**Ваше задание**.
Представьте строки всех записей ниже в виде нумерованного списка, пропустив пустые строки. Изображения в ответ не включайте.

**Исходные данные**.
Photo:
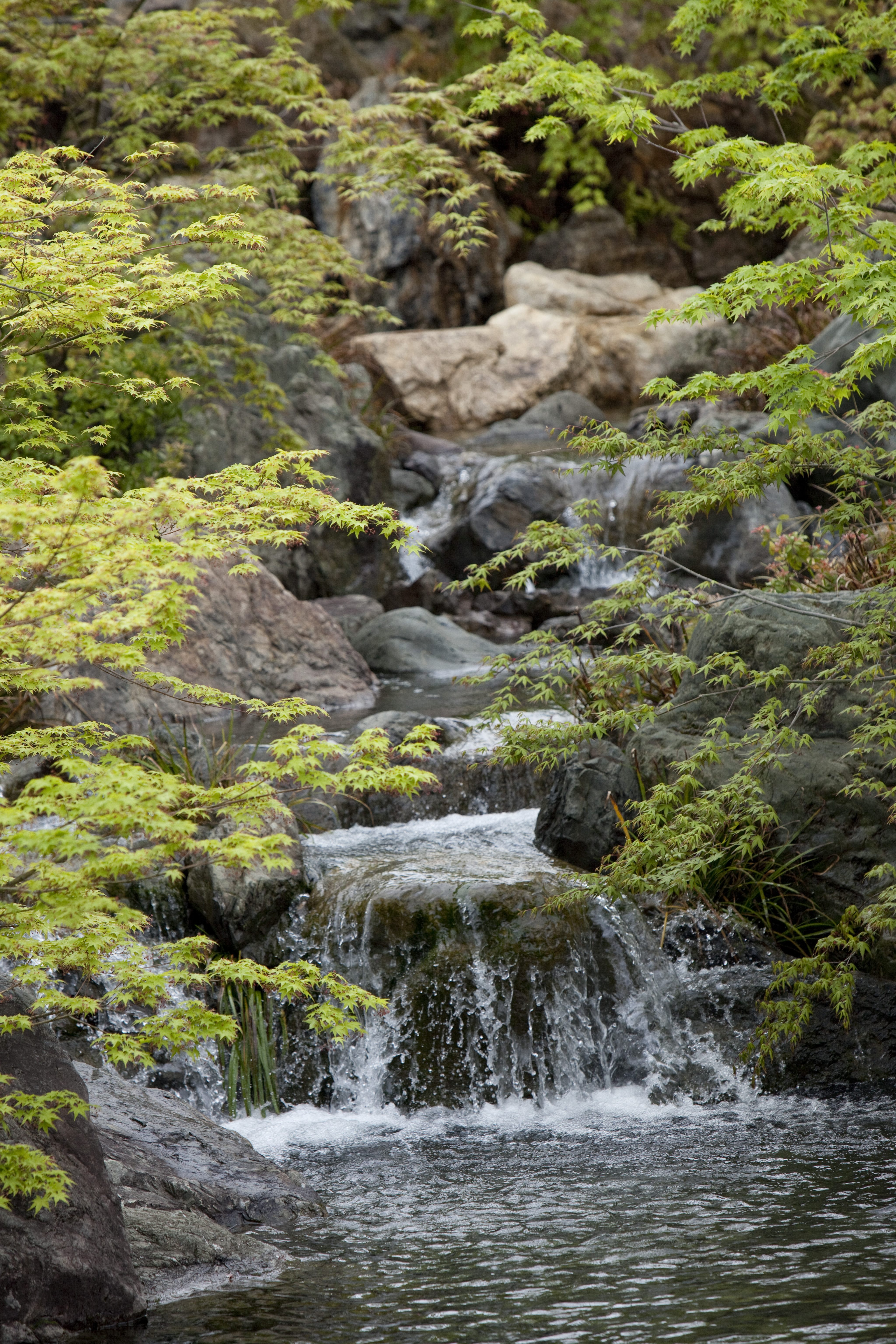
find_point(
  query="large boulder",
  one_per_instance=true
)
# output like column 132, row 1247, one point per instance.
column 410, row 639
column 70, row 1265
column 609, row 312
column 467, row 378
column 496, row 498
column 425, row 283
column 250, row 638
column 351, row 612
column 190, row 1189
column 240, row 906
column 542, row 424
column 574, row 292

**Ответ на упражнение**.
1. Photo:
2. find_point(
3.   query="large boulder",
4.   one_per_instance=true
5. )
6. # output like column 132, row 1247, one point per instance.
7. column 410, row 639
8. column 70, row 1265
9. column 609, row 312
10. column 467, row 378
11. column 496, row 498
12. column 425, row 283
13. column 250, row 638
14. column 351, row 612
15. column 190, row 1189
16. column 240, row 906
17. column 542, row 424
18. column 574, row 292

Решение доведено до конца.